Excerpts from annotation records

______________________________

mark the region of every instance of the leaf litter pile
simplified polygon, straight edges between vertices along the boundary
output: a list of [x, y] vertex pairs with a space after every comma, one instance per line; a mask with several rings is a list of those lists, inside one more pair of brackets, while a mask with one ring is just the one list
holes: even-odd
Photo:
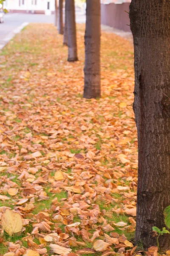
[[29, 25], [1, 52], [2, 255], [140, 254], [132, 46], [102, 34], [102, 97], [83, 99], [77, 27], [76, 63], [52, 25]]

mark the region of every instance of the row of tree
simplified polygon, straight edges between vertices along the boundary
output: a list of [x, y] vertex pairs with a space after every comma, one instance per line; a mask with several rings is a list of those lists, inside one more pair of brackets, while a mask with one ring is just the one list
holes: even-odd
[[[57, 0], [56, 0], [57, 1]], [[86, 0], [84, 97], [100, 96], [100, 3]], [[78, 60], [74, 0], [59, 0], [59, 32], [64, 33], [68, 61]], [[56, 10], [57, 9], [56, 5]], [[138, 132], [139, 165], [135, 240], [144, 249], [156, 244], [153, 226], [164, 226], [164, 211], [170, 205], [170, 3], [132, 0], [130, 28], [135, 52], [133, 105]], [[57, 15], [56, 15], [57, 25]], [[159, 237], [163, 251], [170, 236]]]
[[[63, 44], [68, 46], [68, 61], [78, 60], [74, 0], [65, 0], [64, 27], [63, 0], [57, 6], [55, 0], [55, 25], [64, 34]], [[85, 39], [85, 81], [83, 97], [100, 97], [100, 1], [87, 0]]]

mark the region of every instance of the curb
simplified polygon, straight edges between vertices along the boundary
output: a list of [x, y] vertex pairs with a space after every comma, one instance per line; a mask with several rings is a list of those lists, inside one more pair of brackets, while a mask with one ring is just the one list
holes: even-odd
[[20, 32], [21, 30], [28, 24], [29, 22], [23, 22], [21, 25], [18, 26], [16, 29], [15, 29], [12, 32], [8, 34], [8, 35], [3, 40], [4, 44], [0, 44], [0, 50], [2, 50], [2, 49], [5, 47], [6, 44], [8, 44], [8, 43], [9, 42], [14, 36], [15, 36], [15, 35], [20, 33]]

______________________________

> _What to work on_
Set out every line of the records above as a numbered list, skipping blank lines and omitting the pictures.

> _Solution below_
1. mark the region of every instance of the leaf litter pile
2. simplified polygon, straight edges between vertices along the boundary
3. output: a list of [x, y] vertex pairs with a space after every comma, one instance per line; a mask with several rings is a list of those lists, inside one more pair of brackets, while a mask with one ring is just the one list
4. holes: even-odd
5. Photo:
6. [[29, 25], [1, 52], [2, 255], [140, 254], [132, 46], [102, 34], [102, 97], [83, 99], [77, 27], [76, 63], [52, 25]]
7. mark the region of every instance of the row of tree
8. simplified polygon, straight edges between vertices along the boundary
9. output: a list of [x, y] vertex pairs with a space after every comma, one instance per line; a mask with several rings is a list of those lists, inside one more pair of brackets, while a mask with one ring is just the one list
10. holes: even-odd
11. [[[57, 0], [56, 0], [57, 1]], [[86, 0], [84, 97], [100, 96], [100, 3]], [[78, 60], [74, 0], [59, 0], [59, 32], [64, 33], [68, 61]], [[56, 10], [57, 9], [56, 5]], [[138, 132], [139, 165], [135, 240], [144, 249], [156, 244], [153, 226], [164, 226], [164, 211], [170, 205], [170, 3], [132, 0], [130, 28], [135, 52], [133, 105]], [[57, 15], [56, 15], [57, 25]], [[159, 237], [163, 251], [170, 236]]]
12. [[[63, 44], [68, 46], [68, 61], [78, 60], [74, 0], [65, 0], [64, 27], [63, 0], [57, 6], [55, 0], [55, 25], [64, 34]], [[85, 39], [85, 81], [83, 97], [100, 97], [100, 1], [87, 0]]]
13. mark the region of every instance of the curb
14. simplified polygon, straight edges between vertices along the boundary
15. output: a list of [x, y] vertex pairs with a space after every comma, one instance per line; a mask with several rings is a list of those lists, inside one more pair of brackets, while a mask with one ring is just the one list
16. holes: even-odd
17. [[20, 32], [21, 30], [28, 24], [29, 22], [23, 22], [21, 25], [18, 26], [16, 29], [15, 29], [12, 32], [8, 34], [8, 35], [3, 40], [4, 44], [0, 44], [0, 50], [2, 50], [2, 49], [5, 47], [6, 44], [8, 44], [8, 43], [9, 42], [14, 36], [15, 36], [15, 35], [20, 33]]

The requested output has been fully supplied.